WHAT IS ASKED: Extract every line starting at the line that contains "of the turquoise" and ending with the final line of the data, inclusive; give only those lines, word for word.

-- start of EXCERPTED DATA --

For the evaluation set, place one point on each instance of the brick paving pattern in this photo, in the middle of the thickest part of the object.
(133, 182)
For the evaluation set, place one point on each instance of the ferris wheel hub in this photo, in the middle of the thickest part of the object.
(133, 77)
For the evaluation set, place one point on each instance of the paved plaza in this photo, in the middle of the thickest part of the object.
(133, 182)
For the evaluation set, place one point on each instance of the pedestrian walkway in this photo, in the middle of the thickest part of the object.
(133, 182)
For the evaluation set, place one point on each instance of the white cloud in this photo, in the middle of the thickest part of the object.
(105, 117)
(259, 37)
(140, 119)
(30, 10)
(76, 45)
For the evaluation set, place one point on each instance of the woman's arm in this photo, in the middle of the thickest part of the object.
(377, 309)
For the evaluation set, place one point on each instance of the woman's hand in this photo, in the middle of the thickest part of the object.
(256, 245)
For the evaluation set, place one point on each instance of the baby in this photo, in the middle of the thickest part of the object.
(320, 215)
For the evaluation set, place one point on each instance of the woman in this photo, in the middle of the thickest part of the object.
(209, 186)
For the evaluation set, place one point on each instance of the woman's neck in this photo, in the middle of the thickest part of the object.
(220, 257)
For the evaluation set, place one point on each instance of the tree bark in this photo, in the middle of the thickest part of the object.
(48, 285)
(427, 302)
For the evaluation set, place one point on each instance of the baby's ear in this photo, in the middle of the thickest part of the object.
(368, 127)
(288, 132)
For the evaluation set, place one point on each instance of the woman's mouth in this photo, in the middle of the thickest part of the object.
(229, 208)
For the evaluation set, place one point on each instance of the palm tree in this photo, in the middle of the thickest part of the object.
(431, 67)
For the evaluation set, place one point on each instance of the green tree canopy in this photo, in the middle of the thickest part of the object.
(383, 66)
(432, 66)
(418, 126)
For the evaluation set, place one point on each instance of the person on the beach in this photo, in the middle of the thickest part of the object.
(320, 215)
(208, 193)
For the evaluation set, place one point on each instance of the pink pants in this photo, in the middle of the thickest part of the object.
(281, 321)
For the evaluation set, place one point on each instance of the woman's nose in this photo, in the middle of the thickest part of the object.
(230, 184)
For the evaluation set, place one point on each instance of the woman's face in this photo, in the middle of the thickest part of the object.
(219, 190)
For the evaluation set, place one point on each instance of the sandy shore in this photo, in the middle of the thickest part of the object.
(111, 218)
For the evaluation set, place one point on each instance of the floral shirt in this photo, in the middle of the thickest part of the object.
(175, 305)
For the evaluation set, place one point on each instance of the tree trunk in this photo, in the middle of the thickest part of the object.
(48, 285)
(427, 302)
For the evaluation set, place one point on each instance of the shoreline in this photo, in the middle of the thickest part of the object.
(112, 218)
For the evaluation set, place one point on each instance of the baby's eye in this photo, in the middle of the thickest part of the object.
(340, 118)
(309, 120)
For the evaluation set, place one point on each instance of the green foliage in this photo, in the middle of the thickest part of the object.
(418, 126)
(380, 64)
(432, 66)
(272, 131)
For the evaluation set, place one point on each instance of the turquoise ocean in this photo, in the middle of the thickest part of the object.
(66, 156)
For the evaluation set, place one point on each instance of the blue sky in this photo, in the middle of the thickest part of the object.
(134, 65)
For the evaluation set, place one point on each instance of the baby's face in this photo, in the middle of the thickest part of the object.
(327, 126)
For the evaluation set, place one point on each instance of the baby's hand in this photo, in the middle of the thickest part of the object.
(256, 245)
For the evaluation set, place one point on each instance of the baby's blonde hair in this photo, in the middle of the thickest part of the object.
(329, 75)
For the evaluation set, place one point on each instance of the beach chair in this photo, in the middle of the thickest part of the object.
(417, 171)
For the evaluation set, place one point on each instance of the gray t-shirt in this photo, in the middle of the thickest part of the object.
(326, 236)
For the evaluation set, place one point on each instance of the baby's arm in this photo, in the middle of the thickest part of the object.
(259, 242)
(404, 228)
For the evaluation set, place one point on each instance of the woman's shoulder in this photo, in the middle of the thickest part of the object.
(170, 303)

-- end of EXCERPTED DATA --

WRITTEN SOLUTION:
For the evaluation set, place one point on each instance of the turquoise ocean in this photo, in the middle of the thickest part of the object.
(66, 156)
For the evaluation set, place one point on each instance of the blue sky in this photo, in the middle of the thickest part of the object.
(134, 65)
For the evaluation set, place one point on each instance of the baby's face in this photo, in the middle of the thickest part of the object.
(327, 126)
For the evaluation set, place one point on each instance of the baby's hand in this photo, in the middle of the thickest part of the object.
(256, 245)
For the evaluation set, place one point on each instance of the baby's blonde hair in this photo, in the middle of the thickest part of the object.
(329, 75)
For the evaluation set, place one point on each instance of the beach chair in this photo, in the middle of the thickest part of the object.
(417, 171)
For the evaluation set, place one point on each instance of the gray t-shirt in this photo, in the middle of the thickest part of the object.
(326, 236)
For the evaluation set, place one point on each instance of the baby's arm in this photo, in the middle of the thickest part of the object.
(259, 242)
(404, 228)
For the evaluation set, place one point on each instance of the woman's shoulder in this photo, in the middle of the thickest part of the object.
(170, 303)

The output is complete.